====== STORED RECORDS ======

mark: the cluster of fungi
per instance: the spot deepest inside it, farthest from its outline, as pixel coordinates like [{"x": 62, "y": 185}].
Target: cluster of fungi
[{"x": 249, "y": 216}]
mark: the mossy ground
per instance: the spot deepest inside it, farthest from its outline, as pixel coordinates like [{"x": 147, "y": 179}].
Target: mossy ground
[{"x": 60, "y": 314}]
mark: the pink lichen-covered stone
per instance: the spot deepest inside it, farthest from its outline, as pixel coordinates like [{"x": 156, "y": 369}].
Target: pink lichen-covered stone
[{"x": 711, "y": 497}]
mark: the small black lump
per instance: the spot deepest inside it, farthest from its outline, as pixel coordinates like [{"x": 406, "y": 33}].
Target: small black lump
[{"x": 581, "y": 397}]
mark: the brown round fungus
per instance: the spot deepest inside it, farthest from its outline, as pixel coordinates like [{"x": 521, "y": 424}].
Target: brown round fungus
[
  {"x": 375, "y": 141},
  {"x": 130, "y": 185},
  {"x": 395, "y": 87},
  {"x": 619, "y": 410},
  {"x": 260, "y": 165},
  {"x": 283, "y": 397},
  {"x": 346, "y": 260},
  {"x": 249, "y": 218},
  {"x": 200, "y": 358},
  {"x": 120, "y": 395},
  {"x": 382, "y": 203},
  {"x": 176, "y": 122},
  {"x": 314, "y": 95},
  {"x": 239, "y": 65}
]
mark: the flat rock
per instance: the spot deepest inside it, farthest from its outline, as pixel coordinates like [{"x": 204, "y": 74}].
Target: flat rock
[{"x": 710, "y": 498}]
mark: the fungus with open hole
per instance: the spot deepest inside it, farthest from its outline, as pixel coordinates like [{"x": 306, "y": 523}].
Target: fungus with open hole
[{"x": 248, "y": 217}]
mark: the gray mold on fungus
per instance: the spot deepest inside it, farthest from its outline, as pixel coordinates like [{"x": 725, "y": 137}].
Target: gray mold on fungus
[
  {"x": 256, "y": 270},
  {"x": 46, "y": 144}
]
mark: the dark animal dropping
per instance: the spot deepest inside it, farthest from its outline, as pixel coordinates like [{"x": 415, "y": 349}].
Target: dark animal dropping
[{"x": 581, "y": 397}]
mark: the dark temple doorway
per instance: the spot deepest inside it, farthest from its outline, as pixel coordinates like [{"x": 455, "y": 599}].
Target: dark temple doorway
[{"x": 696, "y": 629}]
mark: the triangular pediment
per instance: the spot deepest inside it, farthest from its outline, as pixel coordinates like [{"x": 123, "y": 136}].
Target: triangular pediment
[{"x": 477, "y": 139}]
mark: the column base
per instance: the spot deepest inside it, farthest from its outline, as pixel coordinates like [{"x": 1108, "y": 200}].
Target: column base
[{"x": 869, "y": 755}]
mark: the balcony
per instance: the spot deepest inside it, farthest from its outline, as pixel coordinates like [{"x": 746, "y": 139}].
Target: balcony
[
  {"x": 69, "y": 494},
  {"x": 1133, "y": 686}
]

======

* _GIVEN PROBLEM_:
Show the data once more, exactly as it was written.

* _RESPONSE TO THE TASK_:
mark: the cluster of fungi
per instance: the spot deepest inside it, farthest from its outline, as pixel coordinates like [{"x": 62, "y": 185}].
Target: cluster of fungi
[{"x": 249, "y": 216}]
mark: the mossy ground
per instance: the spot deepest inside it, farthest from its outline, as pixel coordinates like [{"x": 147, "y": 179}].
Target: mossy ground
[{"x": 60, "y": 314}]
mark: the pink lichen-covered stone
per instance: the spot deepest inside it, farthest from its outline, as pixel coordinates like [{"x": 156, "y": 369}].
Target: pink lichen-covered stone
[{"x": 711, "y": 497}]
mark: the small black lump
per instance: the spot deepest inside it, farthest from its outline, as pixel coordinates like [{"x": 406, "y": 33}].
Target: small black lump
[{"x": 581, "y": 397}]
mark: the brown round fungus
per instance: the spot deepest inside it, farthest from its outline, as pixel coordinates like [{"x": 521, "y": 424}].
Target: brown round fungus
[
  {"x": 375, "y": 141},
  {"x": 130, "y": 185},
  {"x": 395, "y": 87},
  {"x": 619, "y": 410},
  {"x": 260, "y": 165},
  {"x": 283, "y": 397},
  {"x": 346, "y": 260},
  {"x": 249, "y": 218},
  {"x": 200, "y": 358},
  {"x": 120, "y": 395},
  {"x": 382, "y": 203},
  {"x": 176, "y": 122},
  {"x": 314, "y": 95},
  {"x": 239, "y": 65}
]
mark: the flat rock
per instance: the spot deepest inside it, farthest from its outline, as pixel coordinates like [{"x": 204, "y": 74}].
Target: flat rock
[{"x": 710, "y": 498}]
mark: the fungus with open hole
per instance: the spot deepest inside it, farthest from its outline, as pixel coordinates like [{"x": 306, "y": 523}].
Target: fungus with open hole
[{"x": 248, "y": 217}]
mark: the gray mold on fungus
per instance: the spot deepest inside it, farthest from its outline, as pixel coordinates like [{"x": 725, "y": 137}].
Target: gray mold on fungus
[
  {"x": 256, "y": 270},
  {"x": 46, "y": 144}
]
mark: the dark animal dropping
per instance: the spot deepest inside it, farthest from its outline, as pixel coordinates like [{"x": 415, "y": 349}].
Target: dark animal dropping
[{"x": 581, "y": 397}]
mark: the dark temple doorway
per instance: the spot deepest inside it, farthest from its outline, as pixel coordinates like [{"x": 455, "y": 599}].
Target: dark temple doorway
[{"x": 696, "y": 629}]
mark: the triangular pediment
per instance: the spot deepest inside it, farthest from its outline, as pixel coordinates like [{"x": 123, "y": 136}].
Target: triangular pediment
[{"x": 477, "y": 139}]
mark: the column base
per instance: the spot deepest inside it, farthest from its outline, as pixel coordinates like [{"x": 1108, "y": 200}].
Target: column base
[{"x": 869, "y": 755}]
mark: the balcony
per instance: the spot deepest inside it, farthest from its outline, as pixel coordinates like [{"x": 746, "y": 139}].
Target: balcony
[
  {"x": 69, "y": 494},
  {"x": 1133, "y": 686}
]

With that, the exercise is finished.